- _SOURCE TEXT_
***

Early in their 1L year, all law students see or hear mention of something called a “Restatement.” They learn, for example, that basic rules of contract formation are set out in something called the Restatement of Contracts, or in something different called the Second Restatement of Contracts. Most new law students find these references mysterious. “I remember in Torts, just writing ‘Restatement’ followed by, like, 75 question marks in my notes,” said Molly Brady, Louis D. Brandeis Professor of Law at Harvard.
Now, however, Brady is part of a team of professors striving to accomplish what three prior generations of scholars were unable to do: create a comprehensive Restatement in another area of law — property. The project, helmed by Harvard’s Fessenden Professor of Law Henry E. Smith, which could take up to 20 years to complete, promises to provide a single, overarching, and fully cohesive repository of American common law covering the complex, sometimes archaic, and seemingly unrelated topics under the heading of “property” that have baffled first-year students and bar exam-takers alike for more than a century.
For the record, Restatements are multivolume treatises published by the American Law Institute, an independent organization founded in 1923 by leading lawyers and scholars of the time to aid the cause of clarifying and improving the law. Each Restatement aims to organize and present in a systematic manner the legal rules and principles in a particular area of law, such as agency, contracts, family law, property, or torts. And each is shepherded through the ALI’s elaborate development process by one or more persons designated as reporters.

***

- _TO DO_
1 – Answer these questions from the Restatements article:
(a) In what year was the American Law Institute founded?
(b) Who heads the project to create a Restatement of property?
(c) How long could that project take to complete?
2 – For each statement, say whether the Restatements article supports it, and quote the words that settle it.
(a) Molly Brady is the Louis D. Brandeis Professor of Law at Harvard.
(b) Two prior generations of scholars were unable to create a comprehensive Restatement of property.
(c) Reporters guide each Restatement through the ALI’s development process.

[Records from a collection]

***

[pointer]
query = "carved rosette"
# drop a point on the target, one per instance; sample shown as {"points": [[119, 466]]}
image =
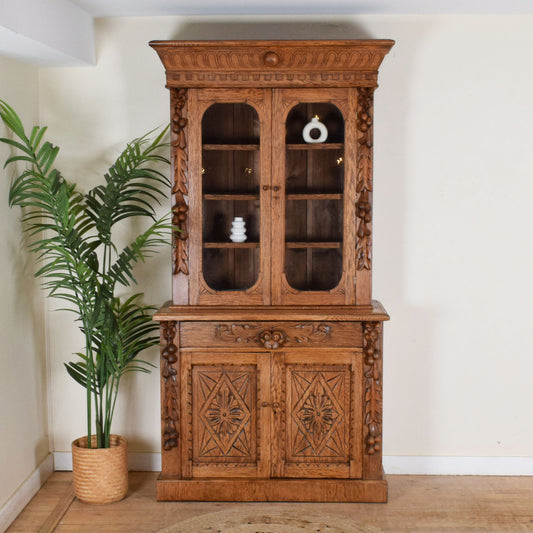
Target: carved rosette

***

- _WRITTEN RESPONSES_
1 –
(a) 1923
(b) Henry E. Smith, Harvard’s Fessenden Professor of Law
(c) Up to 20 years

2 –
(a) Yes: "Molly Brady, Louis D. Brandeis Professor of Law at Harvard"
(b) No: "what three prior generations of scholars were unable to do"
(c) Yes: "shepherded through the ALI’s elaborate development process by one or more persons designated as reporters"